In a massive development that is going to hurt the Congress, Rahul Gandhi’s brother-in-law Robert Vadra has once again come under the scanner for financial irregularities. He seems to have landed in trouble even as the income tax department has pointed out grave irregularities in Vadra’s Sky Light Hospitality LLP. Republic TV has accessed the 25-page income tax notice as well as the financial assessment order of the department. It has been reporting on the issue extensively.
The income tax department has determined that a sum of Rs. 25.8 crores is payable in the form of tax by Sky Light Hospitality for the assessment year 2010-11. A plethora of irregularities have emerged in the working of Sky Light Hospitality. As per the income tax order, the company had declared an income of Rs. 36.9 lakhs for the assessment year 2010-11, whereas on revaluation of income, it has been determined as Rs. 42.98 crore. Therefore, less than 1% of the total income was declared. As a result, the tax payable has been revised to Rs. 25.8 crores.
****************************************
= COMPLETE THE FOLLOWING =
[1] Condense the paragraph beginning "The income tax department has determined" in the article on Robert Vadra's tax notice into a short bulleted list of its main facts.
[2] Write the next paragraph of the article on the income tax notice to Robert Vadra's company, picking up after its last sentence.

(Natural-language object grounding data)
****************************************
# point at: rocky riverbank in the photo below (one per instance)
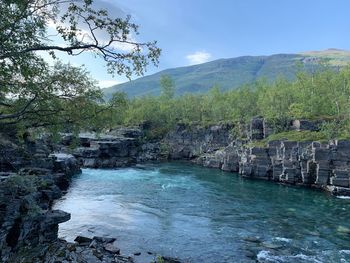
(322, 165)
(33, 173)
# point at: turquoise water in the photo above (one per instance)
(205, 215)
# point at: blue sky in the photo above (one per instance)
(196, 31)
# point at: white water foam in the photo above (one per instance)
(343, 197)
(266, 256)
(282, 239)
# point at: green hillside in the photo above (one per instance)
(231, 73)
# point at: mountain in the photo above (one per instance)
(231, 73)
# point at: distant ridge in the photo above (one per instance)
(230, 73)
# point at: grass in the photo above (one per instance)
(298, 136)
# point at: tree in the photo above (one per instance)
(167, 87)
(33, 93)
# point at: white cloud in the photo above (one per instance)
(109, 83)
(198, 57)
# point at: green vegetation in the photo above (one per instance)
(232, 73)
(323, 95)
(36, 94)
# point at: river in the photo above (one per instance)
(206, 215)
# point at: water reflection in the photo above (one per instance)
(205, 215)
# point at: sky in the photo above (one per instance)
(197, 31)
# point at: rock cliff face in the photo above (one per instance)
(313, 164)
(187, 142)
(30, 179)
(119, 148)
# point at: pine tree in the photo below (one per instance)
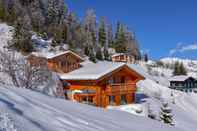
(183, 71)
(99, 54)
(120, 41)
(2, 11)
(87, 51)
(146, 57)
(22, 37)
(90, 27)
(110, 36)
(176, 69)
(179, 69)
(92, 56)
(166, 114)
(102, 32)
(52, 12)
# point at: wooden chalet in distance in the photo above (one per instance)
(64, 62)
(102, 84)
(123, 57)
(183, 83)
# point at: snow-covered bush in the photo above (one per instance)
(22, 74)
(20, 71)
(150, 112)
(158, 94)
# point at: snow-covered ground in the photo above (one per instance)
(33, 111)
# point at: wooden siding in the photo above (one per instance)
(64, 63)
(117, 84)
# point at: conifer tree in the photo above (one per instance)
(146, 57)
(179, 69)
(2, 11)
(120, 41)
(183, 71)
(106, 55)
(166, 114)
(102, 32)
(99, 54)
(92, 55)
(22, 37)
(110, 36)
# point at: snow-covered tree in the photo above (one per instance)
(166, 114)
(150, 112)
(102, 32)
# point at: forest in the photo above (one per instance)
(90, 36)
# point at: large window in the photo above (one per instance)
(112, 100)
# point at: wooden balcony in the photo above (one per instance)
(120, 88)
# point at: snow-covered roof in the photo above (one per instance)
(179, 78)
(51, 55)
(62, 53)
(91, 71)
(139, 70)
(94, 71)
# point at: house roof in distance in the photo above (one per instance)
(94, 71)
(180, 78)
(56, 54)
(118, 54)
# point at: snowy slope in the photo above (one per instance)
(191, 65)
(33, 111)
(5, 34)
(156, 87)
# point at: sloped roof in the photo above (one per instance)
(94, 71)
(53, 55)
(139, 70)
(180, 78)
(62, 53)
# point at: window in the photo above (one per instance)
(111, 100)
(123, 99)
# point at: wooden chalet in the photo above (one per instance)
(183, 83)
(61, 62)
(102, 84)
(123, 57)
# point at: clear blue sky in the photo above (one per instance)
(160, 25)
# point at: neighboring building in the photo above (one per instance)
(183, 83)
(102, 84)
(61, 62)
(123, 57)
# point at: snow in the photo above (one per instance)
(92, 71)
(179, 78)
(34, 111)
(5, 35)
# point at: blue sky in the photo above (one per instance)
(163, 27)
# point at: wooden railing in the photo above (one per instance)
(120, 88)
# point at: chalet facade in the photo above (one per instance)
(123, 57)
(183, 83)
(102, 84)
(61, 62)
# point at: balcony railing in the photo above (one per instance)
(120, 88)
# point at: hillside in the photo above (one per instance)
(34, 111)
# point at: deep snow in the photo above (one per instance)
(34, 111)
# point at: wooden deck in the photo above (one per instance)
(121, 88)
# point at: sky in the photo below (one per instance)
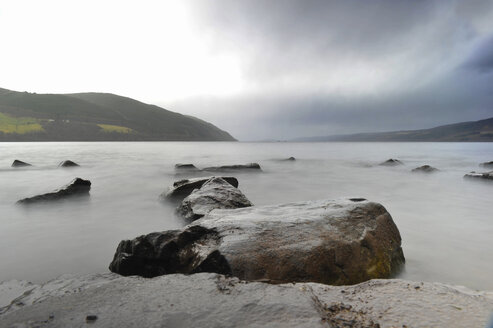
(263, 69)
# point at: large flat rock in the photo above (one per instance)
(335, 242)
(211, 300)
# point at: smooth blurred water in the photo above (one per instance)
(446, 222)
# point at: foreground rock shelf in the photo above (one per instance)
(212, 300)
(335, 242)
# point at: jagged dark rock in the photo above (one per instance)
(483, 176)
(425, 169)
(216, 193)
(78, 187)
(68, 163)
(183, 188)
(246, 167)
(18, 163)
(391, 162)
(186, 167)
(487, 164)
(332, 242)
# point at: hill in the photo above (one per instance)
(466, 131)
(96, 117)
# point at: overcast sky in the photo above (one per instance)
(263, 69)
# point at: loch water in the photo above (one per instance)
(446, 222)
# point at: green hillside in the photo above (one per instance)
(95, 117)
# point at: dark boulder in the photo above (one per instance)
(483, 176)
(425, 169)
(391, 162)
(487, 164)
(216, 193)
(68, 163)
(183, 188)
(18, 163)
(186, 167)
(78, 187)
(332, 242)
(246, 167)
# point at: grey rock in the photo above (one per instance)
(17, 163)
(183, 188)
(186, 167)
(78, 187)
(210, 300)
(334, 242)
(487, 164)
(425, 169)
(68, 163)
(482, 176)
(391, 162)
(216, 193)
(251, 167)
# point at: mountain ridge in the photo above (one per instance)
(93, 116)
(471, 131)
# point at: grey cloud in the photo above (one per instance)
(437, 73)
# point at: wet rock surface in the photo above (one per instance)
(333, 242)
(425, 169)
(186, 167)
(78, 187)
(482, 176)
(246, 167)
(17, 163)
(68, 163)
(183, 188)
(212, 300)
(391, 162)
(216, 193)
(487, 164)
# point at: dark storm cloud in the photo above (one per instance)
(482, 57)
(327, 67)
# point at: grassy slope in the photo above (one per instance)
(100, 116)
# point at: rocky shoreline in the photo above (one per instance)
(304, 264)
(213, 300)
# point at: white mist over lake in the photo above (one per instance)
(445, 221)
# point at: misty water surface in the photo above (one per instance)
(445, 221)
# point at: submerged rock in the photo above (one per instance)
****************************************
= OUTPUTS IN ORDER =
[1]
- The income tax department set the tax payable by Sky Light Hospitality for assessment year 2010-11 at Rs. 25.8 crores.
- The company declared an income of Rs. 36.9 lakhs for that year.
- On revaluation, its income was determined to be Rs. 42.98 crore, so less than 1% of the total income had been declared.
- Many irregularities have emerged in the company's working.

[2]
Vadra’s company has also come under the scanner due to unexplained sources of income. While questioning the company’s sources of income, the department stated that there were “several transactions” in which the sources of income were unexplained, including a transaction of Rs. 35 crore between between Sky Light Hospitality and Saket courtyard in 2009 and transaction of Rs. 72 lakhs to purchase land in Bikaner.
In another transaction by Sky Light which appears to be fraudulent, the company entered into an agreement with DLF to purchase land at Amipur. However, no land was procured but the funds obtained from DLF were used to make payments to M/s Omkareshwar Properties of Rs. 7.95 crore. Apart from this, the income tax department claims that DLF granted a loan of Rs. 5 crore to Sky Light for obtaining license for land procured in Shikohpur. However, one cannot help but wonder why DLF was sponsoring Vadra’s company.
In yet another shocking detail that has emerged, the assessment order states that Vadra’s company was suffering from shortage of funds. However, even then the company purchased land though it did not have sufficient funds to purchase the same. This raises serious aspersions about the propriety of Sky Light’s transactions.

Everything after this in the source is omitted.